:: AVAILABLE DATA ::

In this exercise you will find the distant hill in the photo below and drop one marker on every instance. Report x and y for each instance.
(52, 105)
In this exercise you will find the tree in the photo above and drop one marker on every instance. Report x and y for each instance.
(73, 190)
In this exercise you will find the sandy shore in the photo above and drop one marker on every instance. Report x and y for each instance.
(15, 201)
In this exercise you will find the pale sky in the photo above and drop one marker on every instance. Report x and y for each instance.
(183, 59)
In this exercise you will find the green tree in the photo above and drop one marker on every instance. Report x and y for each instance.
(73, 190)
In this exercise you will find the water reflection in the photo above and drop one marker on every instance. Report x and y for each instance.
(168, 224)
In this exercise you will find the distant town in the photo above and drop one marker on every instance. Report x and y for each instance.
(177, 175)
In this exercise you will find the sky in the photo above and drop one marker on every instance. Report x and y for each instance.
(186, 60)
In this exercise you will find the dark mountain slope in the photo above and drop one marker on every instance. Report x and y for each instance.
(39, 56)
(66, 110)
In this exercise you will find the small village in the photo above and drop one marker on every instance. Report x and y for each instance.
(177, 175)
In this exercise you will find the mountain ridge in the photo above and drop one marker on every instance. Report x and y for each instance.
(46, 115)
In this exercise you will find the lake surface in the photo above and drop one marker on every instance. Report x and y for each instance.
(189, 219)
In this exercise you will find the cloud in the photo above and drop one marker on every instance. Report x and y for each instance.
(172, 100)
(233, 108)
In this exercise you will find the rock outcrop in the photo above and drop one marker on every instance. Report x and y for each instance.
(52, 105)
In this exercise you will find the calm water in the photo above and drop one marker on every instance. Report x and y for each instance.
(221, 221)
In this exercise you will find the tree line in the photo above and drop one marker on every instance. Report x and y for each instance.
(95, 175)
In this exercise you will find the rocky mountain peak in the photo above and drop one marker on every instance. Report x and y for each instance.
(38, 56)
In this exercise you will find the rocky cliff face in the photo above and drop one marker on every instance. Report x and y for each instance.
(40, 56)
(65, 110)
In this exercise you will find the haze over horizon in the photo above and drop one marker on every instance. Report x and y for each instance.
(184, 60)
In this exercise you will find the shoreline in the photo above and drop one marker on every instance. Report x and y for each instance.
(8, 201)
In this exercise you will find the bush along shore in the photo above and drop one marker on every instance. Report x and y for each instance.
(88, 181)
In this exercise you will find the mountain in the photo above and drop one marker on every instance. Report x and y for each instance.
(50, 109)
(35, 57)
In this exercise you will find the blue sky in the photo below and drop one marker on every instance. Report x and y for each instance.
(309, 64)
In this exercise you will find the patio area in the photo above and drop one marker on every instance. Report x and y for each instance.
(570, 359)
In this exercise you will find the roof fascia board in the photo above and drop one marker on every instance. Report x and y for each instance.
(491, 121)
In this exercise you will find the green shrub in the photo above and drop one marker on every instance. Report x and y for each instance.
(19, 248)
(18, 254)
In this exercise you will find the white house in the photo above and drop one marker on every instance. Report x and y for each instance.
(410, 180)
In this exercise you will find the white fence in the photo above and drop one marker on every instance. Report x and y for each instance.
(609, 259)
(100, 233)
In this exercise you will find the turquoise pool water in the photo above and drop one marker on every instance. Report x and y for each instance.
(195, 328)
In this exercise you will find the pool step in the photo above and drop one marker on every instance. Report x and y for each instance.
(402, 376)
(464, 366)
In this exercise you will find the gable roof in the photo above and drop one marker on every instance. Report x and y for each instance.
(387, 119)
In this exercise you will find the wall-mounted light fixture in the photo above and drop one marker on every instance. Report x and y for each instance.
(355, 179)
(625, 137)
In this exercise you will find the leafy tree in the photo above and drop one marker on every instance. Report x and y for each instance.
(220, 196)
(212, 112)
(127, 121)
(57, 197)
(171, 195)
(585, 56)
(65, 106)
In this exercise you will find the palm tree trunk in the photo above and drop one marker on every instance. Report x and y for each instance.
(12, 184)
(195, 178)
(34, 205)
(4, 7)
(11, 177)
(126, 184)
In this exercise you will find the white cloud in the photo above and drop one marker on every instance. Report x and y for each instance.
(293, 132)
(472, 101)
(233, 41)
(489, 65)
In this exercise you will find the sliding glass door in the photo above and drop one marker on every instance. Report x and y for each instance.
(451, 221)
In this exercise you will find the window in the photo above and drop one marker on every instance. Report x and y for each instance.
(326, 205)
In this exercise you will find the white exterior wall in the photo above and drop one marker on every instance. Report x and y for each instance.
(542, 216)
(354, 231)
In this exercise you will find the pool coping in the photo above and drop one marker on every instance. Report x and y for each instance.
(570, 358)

:::

TASK STATEMENT: Shift every coordinate in the answers by adding 107 to each number, and give the lines again with their requests, covering only the part of the data that opens with the line containing "In this exercise you will find the white cloud" and runs through the end of the data.

CORRECT RESULT:
In this exercise you will find the white cloud in the photo above and drop one marker on every instance. Report x and y for each instance.
(400, 239)
(579, 208)
(340, 148)
(596, 172)
In this exercise you will find the sliding glass door in the photo above and drop one marker on every instance. Report x and y for each instance.
(558, 328)
In this exercise you will find the window in the photo above and drop one marker on every instance. Report x and y for each instance.
(433, 312)
In this exercise you will find the white exterior wall in the photo above and drop one marker on every instance. Report x and y for each instance.
(649, 323)
(461, 338)
In this exercise you will find the pool coping in the photo above and drop one marker on every instance. Report x and y for each instance.
(677, 465)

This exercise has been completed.